## DIRECTIONS:
Word for word, repeat the lines of the records from the one containing "You are given a photograph. For the taxi" through the last line, both included.

-------- PROVIDED RECORDS

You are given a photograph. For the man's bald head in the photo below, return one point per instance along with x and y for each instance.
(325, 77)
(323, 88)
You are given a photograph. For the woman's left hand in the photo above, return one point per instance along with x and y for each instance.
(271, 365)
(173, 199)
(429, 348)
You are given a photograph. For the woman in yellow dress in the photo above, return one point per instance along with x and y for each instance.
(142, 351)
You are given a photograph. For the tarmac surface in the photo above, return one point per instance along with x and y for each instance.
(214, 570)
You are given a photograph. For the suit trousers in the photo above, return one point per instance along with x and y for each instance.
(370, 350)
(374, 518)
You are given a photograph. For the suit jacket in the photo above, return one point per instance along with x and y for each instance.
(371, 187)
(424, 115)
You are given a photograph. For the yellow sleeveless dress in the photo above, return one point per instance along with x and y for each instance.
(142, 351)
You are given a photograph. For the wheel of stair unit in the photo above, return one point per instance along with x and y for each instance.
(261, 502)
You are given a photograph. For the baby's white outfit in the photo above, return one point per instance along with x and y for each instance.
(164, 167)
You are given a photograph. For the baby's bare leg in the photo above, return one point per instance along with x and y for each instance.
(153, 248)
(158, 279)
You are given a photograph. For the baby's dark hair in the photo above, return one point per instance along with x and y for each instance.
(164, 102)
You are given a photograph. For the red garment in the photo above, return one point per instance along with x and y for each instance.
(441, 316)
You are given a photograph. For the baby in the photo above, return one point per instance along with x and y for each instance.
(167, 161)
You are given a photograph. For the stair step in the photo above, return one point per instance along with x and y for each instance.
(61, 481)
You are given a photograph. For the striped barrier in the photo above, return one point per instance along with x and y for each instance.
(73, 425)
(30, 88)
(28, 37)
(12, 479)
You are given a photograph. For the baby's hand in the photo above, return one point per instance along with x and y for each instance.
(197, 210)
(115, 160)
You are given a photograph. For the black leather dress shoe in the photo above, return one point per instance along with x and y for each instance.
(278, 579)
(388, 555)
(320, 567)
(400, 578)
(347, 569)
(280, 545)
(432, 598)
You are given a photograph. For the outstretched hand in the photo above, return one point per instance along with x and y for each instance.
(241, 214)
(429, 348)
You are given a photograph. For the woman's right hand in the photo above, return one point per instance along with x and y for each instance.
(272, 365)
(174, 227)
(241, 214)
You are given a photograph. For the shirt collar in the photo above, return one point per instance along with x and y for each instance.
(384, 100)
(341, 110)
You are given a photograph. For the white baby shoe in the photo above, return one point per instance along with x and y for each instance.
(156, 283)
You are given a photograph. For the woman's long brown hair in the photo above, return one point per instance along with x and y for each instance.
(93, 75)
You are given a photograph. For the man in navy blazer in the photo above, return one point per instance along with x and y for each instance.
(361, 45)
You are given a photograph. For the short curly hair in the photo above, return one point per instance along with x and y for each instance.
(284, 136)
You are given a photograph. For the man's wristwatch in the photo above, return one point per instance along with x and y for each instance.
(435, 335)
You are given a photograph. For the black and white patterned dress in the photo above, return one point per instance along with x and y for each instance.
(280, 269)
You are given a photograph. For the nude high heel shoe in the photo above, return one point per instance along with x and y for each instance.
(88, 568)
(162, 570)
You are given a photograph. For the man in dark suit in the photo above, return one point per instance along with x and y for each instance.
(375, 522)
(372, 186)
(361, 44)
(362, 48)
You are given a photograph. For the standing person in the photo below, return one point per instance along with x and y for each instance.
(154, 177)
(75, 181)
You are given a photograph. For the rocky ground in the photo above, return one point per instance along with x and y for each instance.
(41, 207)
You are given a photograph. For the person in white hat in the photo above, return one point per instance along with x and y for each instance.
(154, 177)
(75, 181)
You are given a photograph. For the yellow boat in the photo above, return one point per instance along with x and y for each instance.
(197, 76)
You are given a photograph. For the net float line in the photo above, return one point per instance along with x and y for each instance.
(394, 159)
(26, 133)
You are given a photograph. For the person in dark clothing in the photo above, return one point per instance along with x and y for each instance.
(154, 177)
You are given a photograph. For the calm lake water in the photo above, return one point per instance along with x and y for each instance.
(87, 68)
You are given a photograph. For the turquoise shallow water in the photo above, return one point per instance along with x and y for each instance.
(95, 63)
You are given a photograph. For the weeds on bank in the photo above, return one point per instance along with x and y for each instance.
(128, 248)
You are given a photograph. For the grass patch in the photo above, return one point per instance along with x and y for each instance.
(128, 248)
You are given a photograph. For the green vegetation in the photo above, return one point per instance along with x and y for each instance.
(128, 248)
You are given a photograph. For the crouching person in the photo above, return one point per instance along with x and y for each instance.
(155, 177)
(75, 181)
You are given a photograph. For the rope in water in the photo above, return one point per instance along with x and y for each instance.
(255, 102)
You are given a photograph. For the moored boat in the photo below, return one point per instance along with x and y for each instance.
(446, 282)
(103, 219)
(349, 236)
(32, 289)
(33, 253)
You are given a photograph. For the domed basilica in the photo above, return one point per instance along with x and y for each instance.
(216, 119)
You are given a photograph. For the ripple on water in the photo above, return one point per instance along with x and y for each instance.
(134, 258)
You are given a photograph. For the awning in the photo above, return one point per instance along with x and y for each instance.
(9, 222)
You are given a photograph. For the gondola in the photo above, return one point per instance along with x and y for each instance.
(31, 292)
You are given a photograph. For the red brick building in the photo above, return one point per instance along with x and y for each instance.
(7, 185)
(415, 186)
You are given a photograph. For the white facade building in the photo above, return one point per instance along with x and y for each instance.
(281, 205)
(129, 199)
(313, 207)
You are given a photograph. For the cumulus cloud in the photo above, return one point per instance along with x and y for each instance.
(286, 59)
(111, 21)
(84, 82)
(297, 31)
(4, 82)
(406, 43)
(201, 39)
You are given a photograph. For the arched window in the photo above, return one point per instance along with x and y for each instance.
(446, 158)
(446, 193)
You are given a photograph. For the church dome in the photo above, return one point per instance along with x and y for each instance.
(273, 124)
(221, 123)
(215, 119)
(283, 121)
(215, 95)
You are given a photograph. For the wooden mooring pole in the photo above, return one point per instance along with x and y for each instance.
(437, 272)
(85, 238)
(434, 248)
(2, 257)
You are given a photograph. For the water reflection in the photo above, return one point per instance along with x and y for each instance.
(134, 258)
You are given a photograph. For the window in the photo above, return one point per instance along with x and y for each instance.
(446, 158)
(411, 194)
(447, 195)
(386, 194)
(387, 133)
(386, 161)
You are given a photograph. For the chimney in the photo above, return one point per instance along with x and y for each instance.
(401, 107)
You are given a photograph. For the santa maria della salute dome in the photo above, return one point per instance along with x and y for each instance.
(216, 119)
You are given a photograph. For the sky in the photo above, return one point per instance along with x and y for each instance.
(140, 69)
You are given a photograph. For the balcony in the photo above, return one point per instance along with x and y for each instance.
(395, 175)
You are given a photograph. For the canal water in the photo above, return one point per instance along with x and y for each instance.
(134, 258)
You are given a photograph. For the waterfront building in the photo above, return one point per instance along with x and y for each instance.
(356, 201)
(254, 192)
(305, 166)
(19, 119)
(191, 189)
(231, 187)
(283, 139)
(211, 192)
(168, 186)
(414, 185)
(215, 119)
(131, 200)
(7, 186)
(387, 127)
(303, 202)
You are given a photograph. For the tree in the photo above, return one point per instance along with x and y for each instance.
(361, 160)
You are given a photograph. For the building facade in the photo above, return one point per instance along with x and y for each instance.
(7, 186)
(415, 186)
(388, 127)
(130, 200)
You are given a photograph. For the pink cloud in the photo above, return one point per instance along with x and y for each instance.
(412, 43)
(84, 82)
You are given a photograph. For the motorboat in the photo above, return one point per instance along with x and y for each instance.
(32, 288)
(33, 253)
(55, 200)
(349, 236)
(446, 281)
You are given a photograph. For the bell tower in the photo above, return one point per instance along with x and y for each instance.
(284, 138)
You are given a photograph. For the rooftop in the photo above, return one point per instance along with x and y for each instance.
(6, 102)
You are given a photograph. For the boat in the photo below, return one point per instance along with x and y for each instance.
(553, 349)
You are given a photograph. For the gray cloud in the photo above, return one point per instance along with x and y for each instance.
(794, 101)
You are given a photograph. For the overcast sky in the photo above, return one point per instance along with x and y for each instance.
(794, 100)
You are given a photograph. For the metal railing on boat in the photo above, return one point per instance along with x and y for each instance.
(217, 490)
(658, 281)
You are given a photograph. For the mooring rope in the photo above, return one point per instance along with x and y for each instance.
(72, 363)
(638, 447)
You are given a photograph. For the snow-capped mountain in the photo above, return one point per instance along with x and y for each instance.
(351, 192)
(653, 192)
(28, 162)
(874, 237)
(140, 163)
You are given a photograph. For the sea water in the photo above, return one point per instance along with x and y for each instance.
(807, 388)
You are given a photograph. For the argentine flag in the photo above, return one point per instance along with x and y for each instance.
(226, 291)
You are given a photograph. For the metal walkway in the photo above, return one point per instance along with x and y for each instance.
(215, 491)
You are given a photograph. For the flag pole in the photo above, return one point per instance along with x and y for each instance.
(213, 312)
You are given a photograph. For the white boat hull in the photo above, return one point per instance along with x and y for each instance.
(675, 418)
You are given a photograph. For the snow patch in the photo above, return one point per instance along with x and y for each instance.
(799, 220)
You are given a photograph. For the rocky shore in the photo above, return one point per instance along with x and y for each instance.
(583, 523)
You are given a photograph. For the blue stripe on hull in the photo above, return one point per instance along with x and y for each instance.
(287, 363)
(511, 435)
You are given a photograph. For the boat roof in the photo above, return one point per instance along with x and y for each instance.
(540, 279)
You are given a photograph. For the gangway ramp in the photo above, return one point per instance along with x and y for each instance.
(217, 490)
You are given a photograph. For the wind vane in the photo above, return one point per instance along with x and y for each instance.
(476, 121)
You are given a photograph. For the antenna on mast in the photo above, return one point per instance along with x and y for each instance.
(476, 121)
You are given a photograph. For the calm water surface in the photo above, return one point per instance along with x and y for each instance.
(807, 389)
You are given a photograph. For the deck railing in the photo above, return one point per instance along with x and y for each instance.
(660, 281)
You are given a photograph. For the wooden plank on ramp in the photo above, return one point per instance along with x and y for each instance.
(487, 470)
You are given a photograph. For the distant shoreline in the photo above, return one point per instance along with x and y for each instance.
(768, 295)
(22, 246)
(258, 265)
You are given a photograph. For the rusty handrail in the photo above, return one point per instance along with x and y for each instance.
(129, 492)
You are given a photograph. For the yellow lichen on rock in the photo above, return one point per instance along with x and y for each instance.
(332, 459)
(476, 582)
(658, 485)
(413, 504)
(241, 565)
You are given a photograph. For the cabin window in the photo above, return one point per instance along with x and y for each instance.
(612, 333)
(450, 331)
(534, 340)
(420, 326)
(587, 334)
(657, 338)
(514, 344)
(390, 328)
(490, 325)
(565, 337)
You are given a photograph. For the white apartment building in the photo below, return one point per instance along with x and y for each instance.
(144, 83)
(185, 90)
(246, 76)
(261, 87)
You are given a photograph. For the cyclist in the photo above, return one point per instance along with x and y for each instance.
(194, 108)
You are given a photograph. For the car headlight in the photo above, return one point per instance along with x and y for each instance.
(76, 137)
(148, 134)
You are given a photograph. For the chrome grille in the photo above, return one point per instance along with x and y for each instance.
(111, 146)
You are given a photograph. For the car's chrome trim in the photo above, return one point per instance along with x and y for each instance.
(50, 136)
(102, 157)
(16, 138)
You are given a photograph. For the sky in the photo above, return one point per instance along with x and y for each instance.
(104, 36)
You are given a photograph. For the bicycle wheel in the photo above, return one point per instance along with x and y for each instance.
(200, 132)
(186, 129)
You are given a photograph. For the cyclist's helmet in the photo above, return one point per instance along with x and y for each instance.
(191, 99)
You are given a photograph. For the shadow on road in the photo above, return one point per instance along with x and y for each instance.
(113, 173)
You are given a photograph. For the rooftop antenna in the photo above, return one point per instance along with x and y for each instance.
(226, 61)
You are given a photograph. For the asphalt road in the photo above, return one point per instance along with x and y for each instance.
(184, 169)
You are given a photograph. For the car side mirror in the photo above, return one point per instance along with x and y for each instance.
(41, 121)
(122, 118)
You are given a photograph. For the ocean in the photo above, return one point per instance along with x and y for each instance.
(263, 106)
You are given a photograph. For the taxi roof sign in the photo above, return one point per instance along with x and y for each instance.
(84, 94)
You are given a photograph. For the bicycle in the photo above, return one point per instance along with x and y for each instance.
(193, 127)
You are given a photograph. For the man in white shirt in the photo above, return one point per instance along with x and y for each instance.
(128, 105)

----------------

## WRITTEN ANSWER:
You are given a photograph. For the taxi roof sign in the photo above, return one point per instance along with x and y for each instance.
(84, 94)
You are given a photograph. For the bicycle in the photo above, return one point per instance along with x and y for each instance.
(193, 127)
You are given a photograph. For the man in white shirt in the photo above, return one point per instance along with x and y for each instance.
(128, 105)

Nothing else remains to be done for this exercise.